* **PAGE EXCERPT**
----------
Dec. 31st, 2010

lemon_says: (Hip)
I don't measure the new year on January first. My new year is July 26, and I count the birthdays of my hip. I do not make resolutions, because I have no idea what the circumstances will be of anything; a resolution indicates that your circumstances will not change.

Last night, [livejournal.com profile] travellight and I were on the way home from a movie when she began talking about her sister-in-law, who sustained an injury similar to mine several years ago. Marcy, the sister-in-law, can run. She is not using pain medication, and has resumed her normal life. She did a full year of physical therapy, every day, after her accident. Susan expressed frustration that my doctor had not pushed more PT, had somehow perhaps failed in remaking me in my old image.

I suppose it is really my failure, then. Having two small children to care for did not allow me the luxury of daily physical therapy (although I have continued to do my exercises and stretches) even if my insurance had covered it. My doctor did point out that PT is good for me, but he reminded me that the greater part of it is just living, being able to drive and walk and bend to pick up something I've dropped. My injury is considered catastrophic, and therefore the goal is reduced to me walking again; after that, everything else comes as it comes. I have learned that working hard might improve my abilities, but certain activities backfire and leave me nearly incapacitated for days. My orthopedist warned me that even now, if I overextend, I will likely just wind up sore and still unable to do what I was trying to do. My hip is basically arthritic now; physical therapy will not smooth the joint. I don't know why Marcy's equally catastrophic injury has had less far-reaching consequences. I don't know. Yes, it pisses me off--not that Marcy, whom I do not even know, is able, but that I am not--but there is no one to blame.
----------
* **WORK ITEM A**
Rewrite the hip-injury journal entry, starting at "Dec. 31st, 2010" and ending at "will not change.", with "January first" replaced by "the first of January".
* **WORK ITEM B**
In the journal entry about the hip injury, which date does the writer count as the new year?
* **WORK ITEM C**
Resume the journal entry about the hip injury after its final sentence.
The material that comes after this text has nothing to do with it.

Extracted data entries
----------
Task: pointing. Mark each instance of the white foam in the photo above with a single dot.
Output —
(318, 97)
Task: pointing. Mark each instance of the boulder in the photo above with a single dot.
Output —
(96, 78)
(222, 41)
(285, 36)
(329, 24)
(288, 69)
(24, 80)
----------
* **EXERCISE RESPONSE A**
Dec. 31st, 2010

lemon_says: (Hip)
I don't measure the new year on the first of January. My new year is July 26, and I count the birthdays of my hip. I do not make resolutions, because I have no idea what the circumstances will be of anything; a resolution indicates that your circumstances will not change.

* **EXERCISE RESPONSE B**
July 26

* **EXERCISE RESPONSE C**
I don't know why Marcy can play tennis and I still need to use my cane sometimes. Perhaps I am weaker.

I never noticed before how prevalent the "strength of will" concept is in injury-lit. People say they said I'd never walk again, but I refused to give up, and lo, paralysis is temporary, a bother, overcome by God's will and the balm of determination. Our conclusion is that those people who remain in wheelchairs, those on ventilators, those who cannot move below the chest--their will is not strong enough, or they are not favored by God.

It's total bullshit, of course.

There is no way to tell why some of us heal better, why some walk and run and why some are hobbled for life. It's not strength of will, and it certainly isn't because God gives a damn about which of us gets fished out of the crippled masses. God didn't knock me out of the attic; God didn't do this to me to make me stronger by making me weaker.

There are myriad reasons that Marcy is running without medication and I am limping with it. Perhaps her persistence has made her stronger, or perhaps I am just weaker. Perhaps my joint is frozen and hers is not; perhaps the tiny cells just knit together differently in us.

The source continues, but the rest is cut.